Directions for this task: What lines in the following entries hold the word "positive"? Copy each one.

Data to process:
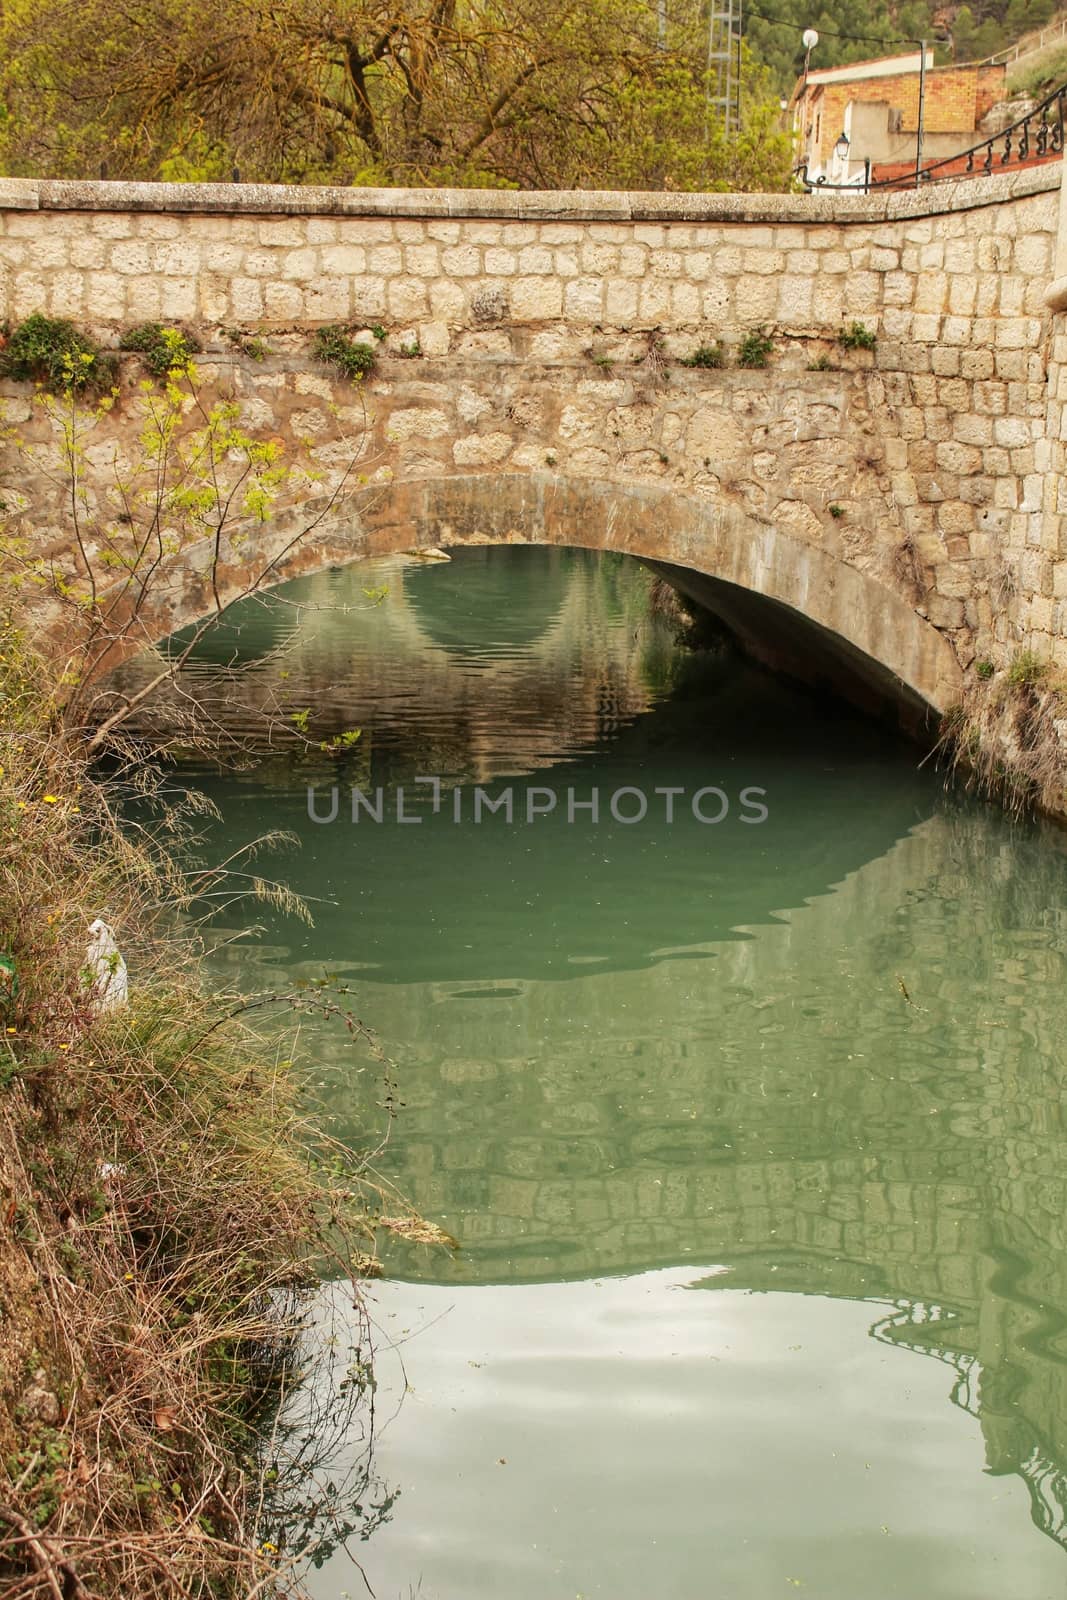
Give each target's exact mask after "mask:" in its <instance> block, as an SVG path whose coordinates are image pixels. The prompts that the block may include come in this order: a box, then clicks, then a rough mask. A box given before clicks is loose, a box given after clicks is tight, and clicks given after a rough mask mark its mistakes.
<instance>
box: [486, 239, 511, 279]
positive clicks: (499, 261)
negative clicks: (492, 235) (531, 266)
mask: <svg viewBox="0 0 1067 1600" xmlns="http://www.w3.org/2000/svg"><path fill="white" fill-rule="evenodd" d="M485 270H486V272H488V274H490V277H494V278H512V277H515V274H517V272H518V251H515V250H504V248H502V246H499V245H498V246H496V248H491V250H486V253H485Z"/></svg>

==

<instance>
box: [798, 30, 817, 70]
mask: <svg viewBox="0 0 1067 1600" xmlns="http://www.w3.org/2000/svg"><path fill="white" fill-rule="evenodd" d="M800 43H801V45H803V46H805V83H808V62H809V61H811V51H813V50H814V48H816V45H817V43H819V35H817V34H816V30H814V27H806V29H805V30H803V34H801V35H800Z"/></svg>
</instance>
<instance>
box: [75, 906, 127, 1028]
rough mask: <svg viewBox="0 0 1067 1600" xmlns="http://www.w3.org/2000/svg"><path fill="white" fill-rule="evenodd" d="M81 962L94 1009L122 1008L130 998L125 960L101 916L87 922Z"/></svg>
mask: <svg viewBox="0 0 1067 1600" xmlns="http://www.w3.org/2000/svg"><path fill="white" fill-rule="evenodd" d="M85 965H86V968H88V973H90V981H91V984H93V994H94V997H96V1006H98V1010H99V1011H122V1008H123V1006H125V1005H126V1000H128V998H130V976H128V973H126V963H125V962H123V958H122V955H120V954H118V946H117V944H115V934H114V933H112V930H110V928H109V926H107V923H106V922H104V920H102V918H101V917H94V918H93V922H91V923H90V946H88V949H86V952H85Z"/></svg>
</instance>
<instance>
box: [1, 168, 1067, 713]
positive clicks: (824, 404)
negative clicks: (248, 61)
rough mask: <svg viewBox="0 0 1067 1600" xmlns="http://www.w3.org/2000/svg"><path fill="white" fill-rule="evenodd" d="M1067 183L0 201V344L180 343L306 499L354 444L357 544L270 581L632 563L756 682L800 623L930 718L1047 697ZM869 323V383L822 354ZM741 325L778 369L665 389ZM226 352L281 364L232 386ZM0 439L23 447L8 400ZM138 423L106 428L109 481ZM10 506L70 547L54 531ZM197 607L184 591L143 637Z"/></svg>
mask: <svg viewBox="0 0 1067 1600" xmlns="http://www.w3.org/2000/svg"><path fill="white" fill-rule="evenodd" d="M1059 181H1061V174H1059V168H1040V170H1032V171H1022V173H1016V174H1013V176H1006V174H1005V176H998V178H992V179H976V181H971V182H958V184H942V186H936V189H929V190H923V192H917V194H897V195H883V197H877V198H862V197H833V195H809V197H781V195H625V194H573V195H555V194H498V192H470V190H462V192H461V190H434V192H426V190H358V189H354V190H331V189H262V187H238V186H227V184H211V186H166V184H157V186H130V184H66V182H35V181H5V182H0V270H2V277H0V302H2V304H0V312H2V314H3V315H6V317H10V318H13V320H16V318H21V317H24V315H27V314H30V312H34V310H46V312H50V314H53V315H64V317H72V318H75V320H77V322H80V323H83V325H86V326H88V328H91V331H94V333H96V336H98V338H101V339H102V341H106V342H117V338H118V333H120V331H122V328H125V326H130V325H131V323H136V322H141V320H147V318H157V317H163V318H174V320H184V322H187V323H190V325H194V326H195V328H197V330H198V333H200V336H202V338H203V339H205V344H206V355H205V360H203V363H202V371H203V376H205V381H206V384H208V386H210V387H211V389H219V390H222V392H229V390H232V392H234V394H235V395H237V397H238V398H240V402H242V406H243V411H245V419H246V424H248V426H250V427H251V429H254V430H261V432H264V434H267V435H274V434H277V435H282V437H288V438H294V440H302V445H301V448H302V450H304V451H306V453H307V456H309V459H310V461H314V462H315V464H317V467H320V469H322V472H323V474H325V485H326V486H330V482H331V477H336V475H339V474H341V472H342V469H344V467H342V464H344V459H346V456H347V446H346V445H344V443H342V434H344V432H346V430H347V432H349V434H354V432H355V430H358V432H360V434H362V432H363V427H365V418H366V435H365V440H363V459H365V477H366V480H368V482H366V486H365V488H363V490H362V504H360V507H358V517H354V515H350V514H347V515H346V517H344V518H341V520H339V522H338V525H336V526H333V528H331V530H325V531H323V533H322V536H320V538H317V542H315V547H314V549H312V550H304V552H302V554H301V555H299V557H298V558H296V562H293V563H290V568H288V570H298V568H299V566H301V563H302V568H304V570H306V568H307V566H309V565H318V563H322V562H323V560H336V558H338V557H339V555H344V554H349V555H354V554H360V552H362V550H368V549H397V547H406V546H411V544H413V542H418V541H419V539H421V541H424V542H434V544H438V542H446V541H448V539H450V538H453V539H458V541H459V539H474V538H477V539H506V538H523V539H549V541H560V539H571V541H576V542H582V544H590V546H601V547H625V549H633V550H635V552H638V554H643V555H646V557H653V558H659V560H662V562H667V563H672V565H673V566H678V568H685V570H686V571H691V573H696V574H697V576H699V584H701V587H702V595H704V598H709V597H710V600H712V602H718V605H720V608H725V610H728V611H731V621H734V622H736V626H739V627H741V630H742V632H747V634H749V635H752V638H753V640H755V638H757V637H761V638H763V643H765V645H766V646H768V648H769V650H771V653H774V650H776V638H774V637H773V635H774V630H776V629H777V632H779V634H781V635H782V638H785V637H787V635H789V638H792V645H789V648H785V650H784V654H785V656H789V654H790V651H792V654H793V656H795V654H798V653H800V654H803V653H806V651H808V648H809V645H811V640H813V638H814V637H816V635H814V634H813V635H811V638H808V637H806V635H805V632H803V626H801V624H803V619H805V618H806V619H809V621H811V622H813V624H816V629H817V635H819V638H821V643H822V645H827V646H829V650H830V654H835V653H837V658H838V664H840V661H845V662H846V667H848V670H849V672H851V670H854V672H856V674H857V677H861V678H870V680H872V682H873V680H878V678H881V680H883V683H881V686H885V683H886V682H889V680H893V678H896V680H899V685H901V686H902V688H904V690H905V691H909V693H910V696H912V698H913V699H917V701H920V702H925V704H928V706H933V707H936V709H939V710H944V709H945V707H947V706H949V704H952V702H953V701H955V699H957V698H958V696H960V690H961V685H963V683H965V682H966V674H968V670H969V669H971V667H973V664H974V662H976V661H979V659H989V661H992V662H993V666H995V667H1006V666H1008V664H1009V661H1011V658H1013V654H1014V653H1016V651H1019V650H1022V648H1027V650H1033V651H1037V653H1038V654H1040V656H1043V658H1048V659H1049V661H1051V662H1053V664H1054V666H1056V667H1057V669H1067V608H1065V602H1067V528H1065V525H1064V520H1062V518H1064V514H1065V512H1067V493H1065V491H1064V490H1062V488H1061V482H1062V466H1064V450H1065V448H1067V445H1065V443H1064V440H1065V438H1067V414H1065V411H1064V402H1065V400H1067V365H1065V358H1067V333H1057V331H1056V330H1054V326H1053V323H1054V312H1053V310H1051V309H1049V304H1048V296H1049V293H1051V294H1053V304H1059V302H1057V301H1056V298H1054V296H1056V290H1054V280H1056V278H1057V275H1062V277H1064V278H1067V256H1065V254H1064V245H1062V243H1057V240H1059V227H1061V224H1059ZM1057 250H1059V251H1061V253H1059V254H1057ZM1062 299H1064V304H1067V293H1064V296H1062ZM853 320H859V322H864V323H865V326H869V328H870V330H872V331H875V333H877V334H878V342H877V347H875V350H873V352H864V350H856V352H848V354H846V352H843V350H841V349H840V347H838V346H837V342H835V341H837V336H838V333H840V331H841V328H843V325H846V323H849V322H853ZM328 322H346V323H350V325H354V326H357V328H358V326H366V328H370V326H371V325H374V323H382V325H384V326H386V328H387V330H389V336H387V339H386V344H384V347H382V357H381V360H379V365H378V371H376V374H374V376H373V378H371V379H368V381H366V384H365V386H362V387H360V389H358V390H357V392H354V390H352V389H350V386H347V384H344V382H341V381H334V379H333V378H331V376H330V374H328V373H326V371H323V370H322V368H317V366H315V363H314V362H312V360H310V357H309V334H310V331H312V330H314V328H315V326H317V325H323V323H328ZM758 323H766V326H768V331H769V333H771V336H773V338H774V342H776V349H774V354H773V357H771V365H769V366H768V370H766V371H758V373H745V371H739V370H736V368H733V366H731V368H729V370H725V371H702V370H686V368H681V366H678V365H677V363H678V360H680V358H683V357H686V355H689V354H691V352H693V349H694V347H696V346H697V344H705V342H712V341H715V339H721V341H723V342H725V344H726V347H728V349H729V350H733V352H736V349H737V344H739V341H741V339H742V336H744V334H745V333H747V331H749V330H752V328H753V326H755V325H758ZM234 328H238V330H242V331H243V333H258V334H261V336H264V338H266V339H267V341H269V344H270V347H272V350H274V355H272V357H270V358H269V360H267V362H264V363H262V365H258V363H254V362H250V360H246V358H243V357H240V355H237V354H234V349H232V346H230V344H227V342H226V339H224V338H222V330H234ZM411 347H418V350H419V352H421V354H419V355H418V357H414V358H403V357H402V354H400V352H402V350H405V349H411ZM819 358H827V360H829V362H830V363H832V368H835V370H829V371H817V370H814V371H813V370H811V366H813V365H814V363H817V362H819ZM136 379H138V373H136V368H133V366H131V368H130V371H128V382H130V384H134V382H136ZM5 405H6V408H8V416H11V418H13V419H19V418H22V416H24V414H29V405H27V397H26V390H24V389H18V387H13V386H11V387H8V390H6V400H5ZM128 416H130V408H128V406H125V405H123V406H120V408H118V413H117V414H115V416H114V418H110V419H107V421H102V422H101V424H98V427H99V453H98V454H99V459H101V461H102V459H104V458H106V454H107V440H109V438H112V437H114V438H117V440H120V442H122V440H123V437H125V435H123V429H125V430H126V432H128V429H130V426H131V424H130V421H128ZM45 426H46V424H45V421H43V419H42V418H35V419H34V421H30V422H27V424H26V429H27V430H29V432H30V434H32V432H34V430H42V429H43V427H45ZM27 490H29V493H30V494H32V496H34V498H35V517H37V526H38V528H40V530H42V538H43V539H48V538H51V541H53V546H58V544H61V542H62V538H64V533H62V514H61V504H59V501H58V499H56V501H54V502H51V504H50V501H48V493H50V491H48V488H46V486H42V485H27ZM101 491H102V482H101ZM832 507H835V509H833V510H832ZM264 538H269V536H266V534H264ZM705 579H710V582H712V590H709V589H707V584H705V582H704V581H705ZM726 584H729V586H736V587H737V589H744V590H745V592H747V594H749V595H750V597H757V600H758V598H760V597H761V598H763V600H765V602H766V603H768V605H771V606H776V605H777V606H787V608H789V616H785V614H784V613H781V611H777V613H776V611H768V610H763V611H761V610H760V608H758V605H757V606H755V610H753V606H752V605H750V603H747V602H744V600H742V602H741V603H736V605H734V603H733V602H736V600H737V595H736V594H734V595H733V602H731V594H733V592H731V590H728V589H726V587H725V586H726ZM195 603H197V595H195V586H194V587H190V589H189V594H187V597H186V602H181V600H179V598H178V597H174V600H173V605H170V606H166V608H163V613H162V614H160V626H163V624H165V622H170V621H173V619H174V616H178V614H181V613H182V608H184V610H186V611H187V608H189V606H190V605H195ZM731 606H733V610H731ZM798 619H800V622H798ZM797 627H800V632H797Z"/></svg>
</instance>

Answer below:
positive clicks: (499, 261)
positive clicks: (824, 404)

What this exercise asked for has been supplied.